GIVEN INSTRUCTION A
In the forum thread on cubic functions below, set down everything from "(x+2)(x-2)(x-1) = 0" down to "sketch of it?" word for word.

DOCUMENT PASSAGE
+ + + + +
Question

@Here_to_Help15

Answer 1

yes

Answer 2

Finally got in I restarted

Answer 3

oh ok post your question and i will comeback :)

Answer 4

Heinz has a list of possible functions. Pick one of the g(x) functions below, show how to find the zeros, and then describe to Heinz the other key features of g(x).
• g(x) = x^3 – x^2 – 4x + 4
• g(x) = x^3 + 2x^2 – 9x – 18
• g(x) = x^3 – 3x^2 – 4x + 12
• g(x) = x^3 + 2x^2 – 25x – 50
• g(x) = 2x^3 + 14x^2 – 2x – 14

Answer 5

Provide a rough sketch of g(x). Label or identify the key features on the graph.

Answer 6

g(x) = x^3 – x^2 – 4x + 4

The zeros are found by factoring the equation.

x^2(x-1) - 4(x -1) = 0

(x^2 -4)(x-1) = 0

(x+2)(x-2)(x-1) = 0

x = 2, -2, and 1

The other key features are:
g'(x) gives the slope
g''(x) gives the concavity
g'(x) = 0 will give the critical points
g''(x) = 0 will give the point of inflection

Answer 7

Can you draw a rough sketch of it?

Answer 8

lemme see

Answer 9

Okay
+ + + + +
Labeled region records:

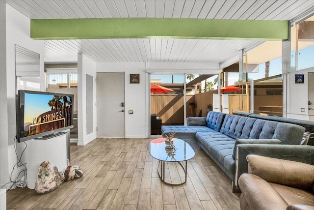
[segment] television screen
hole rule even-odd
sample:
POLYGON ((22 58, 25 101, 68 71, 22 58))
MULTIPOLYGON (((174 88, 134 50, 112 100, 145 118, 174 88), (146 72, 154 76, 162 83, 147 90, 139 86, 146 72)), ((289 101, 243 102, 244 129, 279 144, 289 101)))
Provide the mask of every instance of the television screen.
POLYGON ((19 90, 18 142, 49 138, 73 127, 73 97, 68 94, 19 90))

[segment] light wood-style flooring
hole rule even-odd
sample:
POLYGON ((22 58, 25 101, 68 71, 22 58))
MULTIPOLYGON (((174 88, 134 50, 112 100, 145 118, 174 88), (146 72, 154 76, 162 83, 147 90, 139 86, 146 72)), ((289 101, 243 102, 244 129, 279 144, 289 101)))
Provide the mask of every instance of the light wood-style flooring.
MULTIPOLYGON (((44 195, 27 188, 8 191, 7 208, 240 209, 239 193, 232 192, 230 180, 203 151, 196 150, 188 162, 186 183, 171 186, 162 182, 158 161, 148 151, 151 139, 99 138, 84 147, 71 144, 71 164, 79 166, 83 177, 44 195)), ((167 166, 171 179, 183 179, 176 165, 167 166)))

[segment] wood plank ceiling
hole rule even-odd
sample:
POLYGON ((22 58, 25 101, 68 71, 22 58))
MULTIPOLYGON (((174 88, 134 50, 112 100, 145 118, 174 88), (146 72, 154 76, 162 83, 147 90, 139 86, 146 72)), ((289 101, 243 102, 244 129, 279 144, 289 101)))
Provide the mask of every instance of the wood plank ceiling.
MULTIPOLYGON (((30 19, 171 18, 289 20, 314 6, 303 0, 5 0, 30 19)), ((154 27, 153 26, 152 26, 154 27)), ((46 63, 220 63, 261 41, 108 39, 45 41, 46 63)))

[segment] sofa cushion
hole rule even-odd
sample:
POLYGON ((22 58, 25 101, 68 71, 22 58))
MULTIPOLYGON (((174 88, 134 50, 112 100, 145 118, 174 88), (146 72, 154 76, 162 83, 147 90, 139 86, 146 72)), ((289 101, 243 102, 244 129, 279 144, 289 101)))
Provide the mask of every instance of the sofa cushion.
POLYGON ((181 139, 195 139, 195 133, 198 131, 215 131, 206 126, 182 126, 182 125, 166 125, 161 126, 162 136, 168 135, 172 132, 175 132, 175 138, 181 139))
POLYGON ((225 114, 221 112, 209 112, 206 119, 207 126, 219 131, 220 130, 225 115, 225 114))
POLYGON ((234 171, 235 160, 232 158, 234 139, 219 132, 198 132, 195 138, 228 172, 234 171))
POLYGON ((308 191, 275 183, 268 182, 288 205, 314 206, 314 194, 308 191))
POLYGON ((241 144, 259 144, 267 145, 279 145, 281 144, 281 141, 278 139, 236 139, 235 142, 234 150, 232 153, 232 158, 236 159, 236 146, 241 144))
POLYGON ((206 118, 189 117, 187 122, 188 125, 206 126, 206 118))

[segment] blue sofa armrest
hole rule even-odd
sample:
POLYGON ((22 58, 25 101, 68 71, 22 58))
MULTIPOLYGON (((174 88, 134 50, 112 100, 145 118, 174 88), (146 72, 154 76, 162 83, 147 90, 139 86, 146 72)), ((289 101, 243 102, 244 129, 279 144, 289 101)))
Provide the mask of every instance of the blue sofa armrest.
POLYGON ((187 118, 187 125, 206 126, 206 118, 203 117, 189 117, 187 118))
POLYGON ((238 180, 240 176, 248 172, 246 156, 251 154, 314 165, 314 146, 255 144, 238 145, 234 180, 234 184, 236 186, 238 186, 238 180))
POLYGON ((264 145, 280 145, 281 141, 279 139, 236 139, 234 146, 234 152, 232 157, 236 159, 236 146, 241 144, 258 144, 264 145))

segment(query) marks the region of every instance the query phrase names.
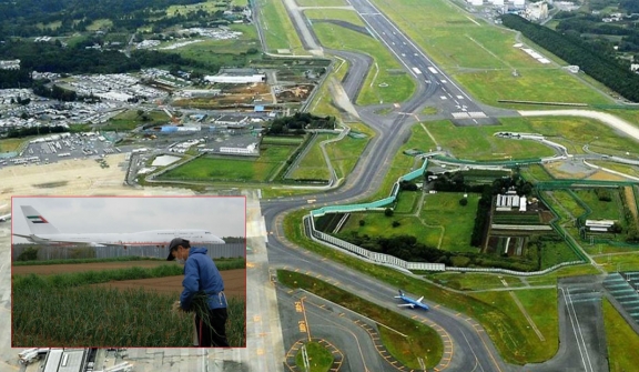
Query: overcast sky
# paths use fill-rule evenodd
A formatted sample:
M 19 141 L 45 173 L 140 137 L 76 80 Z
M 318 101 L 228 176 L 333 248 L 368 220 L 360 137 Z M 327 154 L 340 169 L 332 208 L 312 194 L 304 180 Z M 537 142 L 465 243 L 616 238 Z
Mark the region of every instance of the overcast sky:
M 30 234 L 20 205 L 31 205 L 58 231 L 65 233 L 138 232 L 202 229 L 214 235 L 244 237 L 244 197 L 186 198 L 12 198 L 12 229 Z M 13 237 L 13 242 L 27 242 Z

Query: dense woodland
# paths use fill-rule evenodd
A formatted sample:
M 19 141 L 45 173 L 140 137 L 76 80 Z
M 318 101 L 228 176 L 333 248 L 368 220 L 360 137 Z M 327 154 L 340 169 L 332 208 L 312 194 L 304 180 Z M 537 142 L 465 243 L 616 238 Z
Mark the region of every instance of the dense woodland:
M 587 74 L 626 99 L 639 102 L 639 74 L 613 57 L 601 53 L 578 38 L 531 23 L 519 16 L 504 14 L 501 20 L 504 26 L 520 31 L 566 62 L 579 66 Z
M 113 29 L 135 32 L 144 24 L 158 29 L 174 24 L 209 27 L 220 24 L 226 6 L 213 13 L 204 10 L 168 17 L 172 4 L 193 4 L 201 0 L 24 0 L 0 2 L 0 40 L 7 37 L 63 36 L 84 32 L 97 20 L 108 19 Z M 26 17 L 24 14 L 28 14 Z M 224 22 L 227 23 L 227 22 Z
M 304 134 L 306 129 L 334 129 L 334 117 L 317 117 L 310 112 L 295 112 L 292 117 L 277 118 L 268 127 L 267 134 Z

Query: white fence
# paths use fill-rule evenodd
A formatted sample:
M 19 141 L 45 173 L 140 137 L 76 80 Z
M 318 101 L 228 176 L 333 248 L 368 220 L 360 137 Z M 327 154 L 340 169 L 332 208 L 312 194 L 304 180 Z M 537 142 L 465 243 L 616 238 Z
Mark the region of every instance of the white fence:
M 324 243 L 333 248 L 344 249 L 347 252 L 353 253 L 355 257 L 367 259 L 368 261 L 372 261 L 377 264 L 388 265 L 393 269 L 397 269 L 400 271 L 424 270 L 424 271 L 489 272 L 489 273 L 501 273 L 507 275 L 532 277 L 532 275 L 547 274 L 562 267 L 584 263 L 582 261 L 561 262 L 559 264 L 556 264 L 551 268 L 541 271 L 520 272 L 496 268 L 454 268 L 454 267 L 446 267 L 443 263 L 408 262 L 393 255 L 368 251 L 359 245 L 355 245 L 353 243 L 343 241 L 342 239 L 332 237 L 322 231 L 317 231 L 315 230 L 315 221 L 313 220 L 313 217 L 311 214 L 305 215 L 302 222 L 305 227 L 306 234 L 317 242 Z

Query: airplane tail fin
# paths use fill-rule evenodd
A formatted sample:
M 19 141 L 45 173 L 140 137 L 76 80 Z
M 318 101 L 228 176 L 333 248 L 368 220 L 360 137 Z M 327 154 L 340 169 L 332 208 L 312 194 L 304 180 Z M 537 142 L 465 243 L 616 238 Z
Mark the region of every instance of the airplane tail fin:
M 24 214 L 24 220 L 27 220 L 27 224 L 32 234 L 60 233 L 55 227 L 42 217 L 42 214 L 38 213 L 36 208 L 31 205 L 20 205 L 20 208 L 22 209 L 22 214 Z

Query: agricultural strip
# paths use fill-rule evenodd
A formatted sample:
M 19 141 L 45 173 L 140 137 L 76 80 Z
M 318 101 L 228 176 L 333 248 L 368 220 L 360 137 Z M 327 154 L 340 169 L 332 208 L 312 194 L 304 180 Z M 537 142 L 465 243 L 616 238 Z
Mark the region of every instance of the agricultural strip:
M 302 288 L 314 294 L 368 316 L 386 326 L 397 330 L 408 338 L 398 336 L 395 332 L 379 326 L 379 335 L 388 352 L 408 368 L 419 368 L 417 356 L 426 356 L 426 365 L 435 366 L 444 352 L 442 339 L 432 328 L 375 303 L 363 300 L 334 285 L 296 272 L 278 270 L 277 280 L 290 288 Z
M 374 3 L 471 95 L 485 103 L 504 105 L 497 100 L 513 97 L 536 101 L 611 102 L 555 63 L 541 64 L 514 48 L 518 42 L 515 32 L 483 21 L 477 26 L 449 2 L 376 0 Z M 554 59 L 545 50 L 530 46 Z

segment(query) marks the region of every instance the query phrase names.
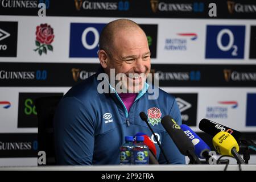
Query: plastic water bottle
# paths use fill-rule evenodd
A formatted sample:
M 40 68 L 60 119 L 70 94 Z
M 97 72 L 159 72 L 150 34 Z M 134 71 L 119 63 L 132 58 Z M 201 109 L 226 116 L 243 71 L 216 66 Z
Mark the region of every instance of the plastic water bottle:
M 133 156 L 134 164 L 148 164 L 148 147 L 143 143 L 144 136 L 137 136 L 136 144 L 133 148 Z
M 125 143 L 120 147 L 120 164 L 130 165 L 132 164 L 131 152 L 133 150 L 132 136 L 125 137 Z

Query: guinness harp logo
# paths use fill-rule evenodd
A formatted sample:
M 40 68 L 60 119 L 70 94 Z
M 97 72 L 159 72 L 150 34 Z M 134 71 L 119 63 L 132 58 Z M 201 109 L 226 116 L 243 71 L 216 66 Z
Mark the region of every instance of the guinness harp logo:
M 223 72 L 224 73 L 225 80 L 229 81 L 231 77 L 231 70 L 225 69 L 223 71 Z
M 72 68 L 71 72 L 72 72 L 73 79 L 75 81 L 77 81 L 80 69 L 78 68 Z
M 154 13 L 156 13 L 158 8 L 158 0 L 150 0 L 151 9 Z
M 82 0 L 75 0 L 75 5 L 77 11 L 80 11 L 81 6 L 82 6 Z

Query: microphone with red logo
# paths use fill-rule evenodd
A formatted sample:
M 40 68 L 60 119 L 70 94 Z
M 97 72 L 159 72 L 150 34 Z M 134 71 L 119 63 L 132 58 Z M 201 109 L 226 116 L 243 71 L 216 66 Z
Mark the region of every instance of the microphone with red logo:
M 134 138 L 136 139 L 137 136 L 144 136 L 144 143 L 148 147 L 148 158 L 149 158 L 149 164 L 159 164 L 158 161 L 156 159 L 156 148 L 155 148 L 155 144 L 150 139 L 148 136 L 143 133 L 137 133 Z M 134 140 L 134 142 L 136 140 Z
M 171 164 L 170 162 L 169 162 L 169 160 L 168 160 L 167 157 L 166 156 L 166 154 L 164 153 L 164 151 L 163 148 L 162 147 L 161 145 L 160 144 L 159 141 L 158 141 L 158 138 L 156 137 L 156 136 L 155 134 L 155 132 L 154 131 L 153 129 L 152 129 L 152 127 L 150 126 L 150 124 L 147 122 L 147 115 L 144 112 L 141 112 L 141 113 L 139 113 L 139 117 L 141 117 L 141 118 L 142 121 L 144 121 L 146 122 L 147 126 L 149 127 L 150 131 L 151 131 L 152 134 L 153 134 L 155 140 L 156 141 L 156 143 L 157 143 L 158 146 L 159 147 L 160 150 L 161 151 L 162 153 L 163 154 L 163 156 L 164 158 L 164 159 L 166 160 L 166 162 L 168 164 Z
M 170 115 L 166 115 L 161 120 L 161 123 L 175 143 L 180 153 L 187 156 L 191 164 L 201 164 L 201 162 L 195 153 L 195 147 L 191 140 Z

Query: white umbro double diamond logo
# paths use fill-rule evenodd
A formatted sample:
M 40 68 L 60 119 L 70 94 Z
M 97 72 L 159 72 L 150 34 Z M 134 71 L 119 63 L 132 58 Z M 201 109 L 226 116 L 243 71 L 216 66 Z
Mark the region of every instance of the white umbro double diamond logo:
M 0 41 L 10 36 L 11 34 L 0 28 Z
M 103 115 L 103 118 L 105 119 L 106 119 L 106 121 L 105 121 L 105 123 L 109 123 L 113 122 L 113 119 L 110 119 L 112 117 L 112 114 L 111 114 L 110 113 L 105 113 L 104 115 Z

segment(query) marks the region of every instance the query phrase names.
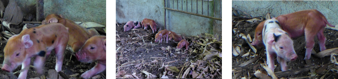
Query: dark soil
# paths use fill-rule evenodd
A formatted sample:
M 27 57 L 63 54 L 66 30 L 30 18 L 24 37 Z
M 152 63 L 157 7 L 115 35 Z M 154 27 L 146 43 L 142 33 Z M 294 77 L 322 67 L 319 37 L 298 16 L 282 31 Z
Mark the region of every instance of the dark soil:
M 247 34 L 250 34 L 251 38 L 253 39 L 255 29 L 257 25 L 261 22 L 257 21 L 249 23 L 244 20 L 240 22 L 238 26 L 235 26 L 239 21 L 249 19 L 234 17 L 233 18 L 233 29 L 234 28 L 237 28 L 238 32 L 235 33 L 234 32 L 232 32 L 232 45 L 235 46 L 239 46 L 240 47 L 241 50 L 242 50 L 241 52 L 243 52 L 243 53 L 242 53 L 244 54 L 247 53 L 251 48 L 245 40 L 242 38 L 241 37 L 238 36 L 238 35 L 241 33 L 244 34 L 244 35 L 246 35 Z M 325 29 L 324 32 L 327 39 L 325 42 L 325 46 L 327 49 L 330 49 L 338 47 L 338 43 L 338 43 L 338 40 L 337 40 L 337 36 L 338 36 L 338 35 L 337 35 L 337 34 L 338 34 L 338 31 Z M 316 52 L 318 53 L 320 52 L 319 45 L 318 43 L 318 40 L 317 37 L 315 38 L 315 41 L 316 44 L 315 45 L 314 49 Z M 305 61 L 303 60 L 306 50 L 305 48 L 305 36 L 301 36 L 293 40 L 295 51 L 298 57 L 295 61 L 288 62 L 288 67 L 290 70 L 293 70 L 302 69 L 307 67 Z M 233 55 L 233 70 L 234 70 L 234 71 L 233 71 L 233 77 L 234 77 L 235 75 L 236 75 L 236 74 L 240 74 L 237 75 L 238 76 L 237 76 L 237 77 L 233 77 L 233 78 L 239 79 L 244 77 L 250 79 L 256 78 L 256 77 L 255 76 L 254 73 L 257 70 L 259 70 L 263 73 L 267 74 L 265 69 L 261 66 L 261 64 L 264 64 L 264 62 L 266 62 L 266 56 L 265 53 L 265 47 L 255 47 L 256 48 L 257 51 L 256 54 L 252 51 L 252 50 L 251 50 L 250 51 L 250 54 L 248 56 L 241 57 L 241 55 L 243 54 L 242 54 L 237 57 Z M 250 59 L 252 59 L 254 57 L 250 56 L 252 56 L 255 55 L 257 55 L 257 56 L 258 56 L 258 59 L 245 66 L 243 67 L 238 66 L 241 64 L 245 62 Z M 313 54 L 311 55 L 310 59 L 311 61 L 311 64 L 309 65 L 314 66 L 314 67 L 313 69 L 314 70 L 318 70 L 319 67 L 322 67 L 324 65 L 330 63 L 330 56 L 327 56 L 322 58 L 319 58 L 314 57 L 313 56 L 314 55 Z M 337 59 L 337 58 L 336 59 Z M 275 59 L 274 61 L 275 65 L 277 66 L 275 68 L 275 72 L 281 71 L 280 65 L 277 63 L 276 59 Z M 335 67 L 337 67 L 337 66 L 336 65 Z M 338 75 L 337 75 L 337 73 L 336 71 L 335 72 L 334 71 L 330 71 L 329 70 L 329 72 L 328 72 L 327 74 L 324 77 L 324 79 L 333 79 L 335 78 L 338 78 Z M 310 74 L 311 73 L 310 71 L 308 70 L 306 71 L 296 74 L 289 75 L 286 76 L 277 76 L 277 77 L 279 78 L 284 77 L 288 78 L 303 78 L 306 79 L 310 78 L 317 79 L 324 76 L 322 74 L 317 74 L 315 76 L 311 77 L 311 74 Z M 325 72 L 327 72 L 326 71 L 325 71 Z
M 2 62 L 4 60 L 3 50 L 5 46 L 6 45 L 6 43 L 2 43 L 2 45 L 0 46 L 0 62 Z M 71 55 L 70 52 L 66 50 L 65 51 L 64 56 L 64 59 L 63 61 L 63 64 L 62 66 L 62 71 L 64 72 L 69 78 L 71 79 L 80 78 L 80 75 L 84 72 L 88 70 L 91 69 L 95 64 L 95 63 L 82 63 L 77 61 L 75 56 L 72 56 Z M 30 65 L 33 66 L 33 62 L 34 60 L 35 57 L 33 57 L 31 60 Z M 55 69 L 55 53 L 54 51 L 52 51 L 51 54 L 49 56 L 48 58 L 45 63 L 44 69 L 44 72 L 45 73 L 43 74 L 41 74 L 42 76 L 44 76 L 46 78 L 48 78 L 49 74 L 48 73 L 48 70 L 49 69 Z M 1 65 L 2 65 L 1 64 Z M 16 69 L 13 70 L 13 72 L 15 72 L 19 71 L 21 69 L 21 66 L 18 67 Z M 20 73 L 14 74 L 13 75 L 13 73 L 11 73 L 6 72 L 3 71 L 0 72 L 0 79 L 6 79 L 10 78 L 11 79 L 16 79 L 19 76 Z M 69 75 L 74 74 L 76 73 L 79 74 L 79 75 L 76 76 L 69 76 Z M 2 75 L 3 74 L 3 75 Z M 105 71 L 99 74 L 99 75 L 100 75 L 101 77 L 99 79 L 103 78 L 102 77 L 105 76 Z M 36 77 L 42 77 L 40 76 L 40 75 L 38 74 L 35 71 L 35 68 L 31 67 L 28 71 L 27 74 L 27 79 L 34 78 Z M 61 78 L 61 77 L 60 77 Z M 62 78 L 63 79 L 63 78 Z
M 164 65 L 177 67 L 178 69 L 180 69 L 182 65 L 188 61 L 188 61 L 187 60 L 191 56 L 189 54 L 174 54 L 174 53 L 175 52 L 174 49 L 173 48 L 177 46 L 177 44 L 173 42 L 172 40 L 168 41 L 168 43 L 164 41 L 159 44 L 158 42 L 155 42 L 154 37 L 155 33 L 152 33 L 152 32 L 151 29 L 148 29 L 143 31 L 129 30 L 123 31 L 123 25 L 125 23 L 119 24 L 120 26 L 118 26 L 117 25 L 117 26 L 116 27 L 117 31 L 116 34 L 118 35 L 120 37 L 119 38 L 117 35 L 116 36 L 116 49 L 117 49 L 119 47 L 121 47 L 120 49 L 119 49 L 116 51 L 116 67 L 120 66 L 121 64 L 129 62 L 135 61 L 137 63 L 140 63 L 142 62 L 150 62 L 156 60 L 158 61 L 153 64 L 142 66 L 141 68 L 139 68 L 140 69 L 134 67 L 135 65 L 117 68 L 117 72 L 124 71 L 128 74 L 131 74 L 136 73 L 136 75 L 139 78 L 147 78 L 145 76 L 145 75 L 141 72 L 142 71 L 144 70 L 157 76 L 158 78 L 160 78 L 158 76 L 160 75 L 160 74 L 163 75 L 164 71 L 164 68 L 160 68 L 162 66 L 163 63 L 170 61 L 175 61 L 173 63 L 165 64 Z M 138 29 L 143 29 L 141 27 Z M 138 40 L 124 40 L 125 39 L 138 37 L 136 34 L 139 34 L 140 36 L 145 35 L 148 35 L 148 36 L 143 37 L 144 43 L 142 39 Z M 117 39 L 122 40 L 124 38 L 126 39 L 121 40 L 124 40 L 125 41 L 124 42 L 118 41 L 119 40 Z M 136 43 L 130 43 L 137 41 L 138 42 L 136 42 Z M 168 46 L 171 48 L 170 50 L 172 53 L 171 54 L 169 53 L 170 52 L 168 52 L 166 50 Z M 163 47 L 165 48 L 166 50 L 162 50 L 161 48 Z M 185 49 L 182 49 L 180 51 L 181 53 L 182 52 L 186 52 L 187 51 Z M 155 58 L 152 57 L 164 58 Z M 174 73 L 173 75 L 168 76 L 168 77 L 169 78 L 174 78 L 174 76 L 177 76 L 178 74 L 178 73 Z M 122 77 L 119 77 L 117 75 L 116 78 Z

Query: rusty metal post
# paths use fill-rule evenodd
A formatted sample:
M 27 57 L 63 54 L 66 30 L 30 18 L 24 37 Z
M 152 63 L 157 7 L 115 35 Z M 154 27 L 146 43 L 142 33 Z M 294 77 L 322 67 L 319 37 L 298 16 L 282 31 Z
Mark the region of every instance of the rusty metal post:
M 166 0 L 164 0 L 164 7 L 166 7 Z M 170 2 L 170 1 L 168 1 L 168 2 Z M 169 3 L 170 4 L 170 3 Z M 170 6 L 169 6 L 169 7 L 170 7 Z M 166 11 L 167 11 L 166 9 L 164 9 L 164 29 L 167 29 L 167 24 L 166 23 L 167 22 L 167 19 L 166 18 L 166 17 L 167 17 L 166 16 L 167 12 L 166 12 Z
M 37 0 L 37 21 L 41 21 L 44 19 L 43 12 L 43 0 Z

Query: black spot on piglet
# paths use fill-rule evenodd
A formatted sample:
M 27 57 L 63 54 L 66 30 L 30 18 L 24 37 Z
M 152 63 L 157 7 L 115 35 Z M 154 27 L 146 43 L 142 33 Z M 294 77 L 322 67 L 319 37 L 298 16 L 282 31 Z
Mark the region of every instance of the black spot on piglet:
M 44 57 L 45 56 L 45 54 L 46 52 L 44 51 L 40 51 L 40 52 L 38 54 L 38 55 L 41 57 Z
M 274 34 L 274 33 L 273 33 L 273 38 L 275 39 L 274 40 L 275 42 L 277 42 L 277 41 L 278 41 L 278 40 L 279 39 L 279 38 L 281 37 L 281 35 L 282 35 L 281 34 L 276 36 L 276 35 Z

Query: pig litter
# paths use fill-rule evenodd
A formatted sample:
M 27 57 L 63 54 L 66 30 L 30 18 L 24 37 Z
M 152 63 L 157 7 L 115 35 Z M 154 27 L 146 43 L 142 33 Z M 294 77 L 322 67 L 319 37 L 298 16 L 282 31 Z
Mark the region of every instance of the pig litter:
M 117 78 L 222 78 L 221 36 L 186 37 L 188 50 L 176 49 L 172 40 L 154 42 L 150 28 L 123 31 L 125 23 L 116 24 Z
M 322 52 L 319 52 L 318 40 L 315 37 L 316 44 L 313 51 L 314 54 L 313 54 L 310 60 L 307 61 L 303 60 L 305 52 L 305 37 L 293 39 L 298 57 L 294 61 L 287 62 L 289 70 L 285 72 L 281 71 L 280 65 L 274 60 L 275 67 L 274 73 L 265 69 L 268 68 L 265 47 L 254 47 L 250 44 L 253 39 L 256 27 L 266 17 L 248 18 L 250 16 L 245 13 L 242 14 L 244 15 L 232 16 L 233 79 L 338 78 L 338 54 L 336 48 L 338 47 L 338 31 L 336 30 L 325 30 L 327 50 Z

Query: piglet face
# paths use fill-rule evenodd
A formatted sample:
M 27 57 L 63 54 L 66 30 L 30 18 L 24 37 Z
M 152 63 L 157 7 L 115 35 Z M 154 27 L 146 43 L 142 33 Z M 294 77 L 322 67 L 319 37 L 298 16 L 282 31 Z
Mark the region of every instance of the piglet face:
M 277 41 L 275 41 L 275 44 L 273 46 L 277 56 L 287 61 L 295 60 L 297 57 L 293 48 L 293 42 L 288 35 L 285 33 L 274 36 L 279 37 Z M 276 39 L 275 38 L 275 40 Z
M 8 39 L 4 49 L 4 59 L 1 69 L 11 72 L 20 65 L 26 58 L 25 44 L 21 43 L 20 38 L 14 35 Z
M 176 47 L 176 48 L 179 49 L 182 48 L 183 46 L 184 46 L 185 45 L 187 44 L 187 43 L 186 43 L 186 41 L 185 41 L 185 40 L 183 40 L 178 43 L 178 44 L 177 44 L 177 47 Z
M 123 26 L 123 28 L 124 28 L 124 31 L 129 30 L 130 29 L 131 29 L 132 27 L 131 26 L 128 25 L 127 24 L 126 24 L 125 25 L 124 25 L 124 26 Z
M 95 36 L 89 39 L 76 53 L 76 59 L 86 63 L 105 60 L 105 36 Z

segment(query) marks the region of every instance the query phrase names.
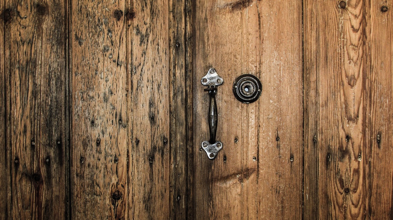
+ + + + +
GIVEN INSTRUCTION B
Extract the entries verbatim, from the line containing "Query: rusty metal post" down to the line containing "M 37 0 L 37", both lines included.

WRITTEN RESPONSE A
(x+2)(x-2)(x-1) = 0

x = 2, -2, and 1

The other key features are:
g'(x) gives the slope
g''(x) gives the concavity
g'(x) = 0 will give the critical points
g''(x) = 0 will give the point of inflection

Answer 7

Can you draw a rough sketch of it?

WRITTEN RESPONSE B
Query: rusty metal post
# paths use fill-rule evenodd
A formatted sample:
M 27 57 L 63 54 L 66 30 L 30 18 L 24 37 Z
M 152 63 L 157 7 L 115 35 Z M 154 27 L 146 43 L 142 33 Z M 294 77 L 322 67 L 319 37 L 298 16 L 282 31 Z
Mark the region of every instance of the rusty metal post:
M 166 0 L 164 0 L 164 7 L 166 7 Z M 170 2 L 170 1 L 168 1 L 168 2 Z M 169 3 L 170 4 L 170 3 Z M 170 6 L 169 6 L 169 7 L 170 7 Z M 166 11 L 167 11 L 166 9 L 164 9 L 164 29 L 167 29 L 167 24 L 166 23 L 167 22 L 167 19 L 166 18 L 166 17 L 167 17 L 166 16 L 167 12 L 166 12 Z
M 37 0 L 37 21 L 41 21 L 44 19 L 43 12 L 43 0 Z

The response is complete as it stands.